═════ Geselecteerde tekst

De artikelen 32 en 33 Accijnsrichtlijn vervangen de artikelen 7, 8 en 9 richtlijn 92/12. De artikelen 7 en 9 richtlijn 92/12 zijn samengevoegd in artikel 33 Accijnsrichtlijn. Artikel 32 Accijnsrichtlijn is in de plaats gekomen van artikel 8 richtlijn 92/12. Op hoofdlijnen zijn de artikelen hetzelfde gebleven. Om de verschillen inzichtelijk te maken citeer ik - voor zover thans van belang - hierna de laatstgenoemde bepalingen:
“Artikel 7
1. Indien in een Lid-Staat reeds tot verbruik uitgeslagen accijnsproducten in een andere Lid-Staat voor commerciële doeleinden voorhanden worden gehouden, worden de accijnzen geheven in de Lid-Staat waar deze producten voorhanden worden gehouden.
2. Hiertoe wordt de accijns, onverminderd artikel 622, indien producten die bij toepassing van artikel 6 reeds in het verbruik zijn gebracht in een Lid-Staat, daarna in een andere Lid-Staat worden geleverd of bestemd zijn om in een andere Lid-Staat te worden geleverd, of in een andere Lid-Staat worden bestemd voor de behoeften van een bedrijf dat op onafhankelijke wijze een economische activiteit uitoefent of van een publiekrechtelijke instelling, verschuldigd in die andere Lid-Staat.
(…)
Artikel 8
Voor door particulieren voor eigen behoefte verkregen en door hen zelf vervoerde producten moet de accijns volgens het voor de interne markt geldende beginsel in de Lid-Staat van verkrijging worden geheven.
Artikel 9
1. Onverminderd de artikelen 6, 7 en 8, wordt de accijns verschuldigd wanneer de in een Lid-Staat tot verbruik uitgeslagen producten in een andere Lid-Staat voor commerciële doeleinden voorhanden worden gehouden.
In dat geval moet de accijns worden betaald in de Lid-Staat op het grondgebied waarvan de producten zich bevinden en wordt hij verschuldigd door degene die de producten voorhanden heeft.
2. Om vast te stellen of de in artikel 8 bedoelde producten voor commerciële doeleinden bestemd zijn, moeten de Lid-Staten onder andere rekening houden met de volgende punten:
(…)”

══════════
═════ Gegevensfragmenten

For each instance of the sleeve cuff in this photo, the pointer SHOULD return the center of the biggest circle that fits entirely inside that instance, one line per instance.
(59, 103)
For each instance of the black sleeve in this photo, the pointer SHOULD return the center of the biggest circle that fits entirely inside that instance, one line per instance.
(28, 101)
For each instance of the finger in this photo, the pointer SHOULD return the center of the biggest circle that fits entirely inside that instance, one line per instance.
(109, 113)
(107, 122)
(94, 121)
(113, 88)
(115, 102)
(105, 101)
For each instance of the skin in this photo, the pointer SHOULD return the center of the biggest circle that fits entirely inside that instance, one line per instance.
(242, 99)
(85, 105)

══════════
═════ Gegevensfragmenten

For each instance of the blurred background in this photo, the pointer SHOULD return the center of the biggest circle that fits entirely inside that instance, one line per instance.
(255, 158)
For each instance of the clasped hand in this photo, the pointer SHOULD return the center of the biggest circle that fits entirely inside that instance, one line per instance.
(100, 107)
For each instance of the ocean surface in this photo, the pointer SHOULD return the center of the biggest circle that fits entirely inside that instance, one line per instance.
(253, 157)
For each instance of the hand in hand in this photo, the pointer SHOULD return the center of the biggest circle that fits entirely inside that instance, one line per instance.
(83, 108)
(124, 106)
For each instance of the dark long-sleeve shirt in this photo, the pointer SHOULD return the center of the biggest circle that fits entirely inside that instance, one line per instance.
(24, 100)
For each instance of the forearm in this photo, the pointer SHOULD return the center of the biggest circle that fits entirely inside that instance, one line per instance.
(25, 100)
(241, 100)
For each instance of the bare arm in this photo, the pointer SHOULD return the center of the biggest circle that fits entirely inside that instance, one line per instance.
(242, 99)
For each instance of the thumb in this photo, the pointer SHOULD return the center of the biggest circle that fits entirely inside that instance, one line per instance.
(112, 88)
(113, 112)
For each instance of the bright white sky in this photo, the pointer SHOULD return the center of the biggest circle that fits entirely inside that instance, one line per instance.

══════════
═════ Gegevensfragmenten

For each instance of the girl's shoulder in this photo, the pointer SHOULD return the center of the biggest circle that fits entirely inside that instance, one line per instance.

══════════

> Lijst met opdrachten:
1. Beantwoord de volgende vragen over de tekst over de Accijnsrichtlijn:
(a) Welk artikel van de Accijnsrichtlijn is in de plaats gekomen van artikel 8 richtlijn 92/12?
(b) In welke Lid-Staat moet volgens artikel 8 de accijns worden geheven op producten die particulieren voor eigen behoefte verkrijgen en zelf vervoeren?
(c) Door wie wordt de accijns volgens artikel 9, lid 1, verschuldigd?
2. Druk uit de tekst over de Accijnsrichtlijn ongewijzigd alles af vanaf "2. Hiertoe wordt" tot en met "verkrijging worden geheven.".
3. Zet de tekst over de Accijnsrichtlijn voort vanaf het punt waar deze eindigt.

> Antwoorden:
1.
(a) Artikel 32 Accijnsrichtlijn.
(b) In de Lid-Staat van verkrijging.
(c) Door degene die de producten voorhanden heeft.

2.
2. Hiertoe wordt de accijns, onverminderd artikel 622, indien producten die bij toepassing van artikel 6 reeds in het verbruik zijn gebracht in een Lid-Staat, daarna in een andere Lid-Staat worden geleverd of bestemd zijn om in een andere Lid-Staat te worden geleverd, of in een andere Lid-Staat worden bestemd voor de behoeften van een bedrijf dat op onafhankelijke wijze een economische activiteit uitoefent of van een publiekrechtelijke instelling, verschuldigd in die andere Lid-Staat.
(…)
Artikel 8
Voor door particulieren voor eigen behoefte verkregen en door hen zelf vervoerde producten moet de accijns volgens het voor de interne markt geldende beginsel in de Lid-Staat van verkrijging worden geheven.

3.
In artikel 9(2) richtlijn 92/12 zijn elementen opgesomd waar de lidstaten rekening mee moeten houden om vast te stellen of de in artikel 8 bedoelde producten voor commerciële doeleinden bestemd zijn. Deze elementen zijn gelijk aan die van artikel 32(2) Accijnsrichtlijn. In de daarop volgende alinea zijn vervolgens de indicatieve niveaus vermeld die thans zijn opgenomen in artikel 32(3) Accijnsrichtlijn. Een verschil is dat in richtlijn 92/12 de elementen dienen om vast te stellen of de producten voor commerciële doeleinden bestemd zijn, terwijl de elementen in artikel 32(2) Accijnsrichtlijn bedoeld zijn om vast te stellen of de producten voor de eigen behoeften van particulieren bestemd zijn. Het is mij niet duidelijk of de richtlijngever daarmee een inhoudelijk wijziging heeft beoogd. In de richtlijngeschiedenis heb ik hiervoor geen aanwijzing gevonden.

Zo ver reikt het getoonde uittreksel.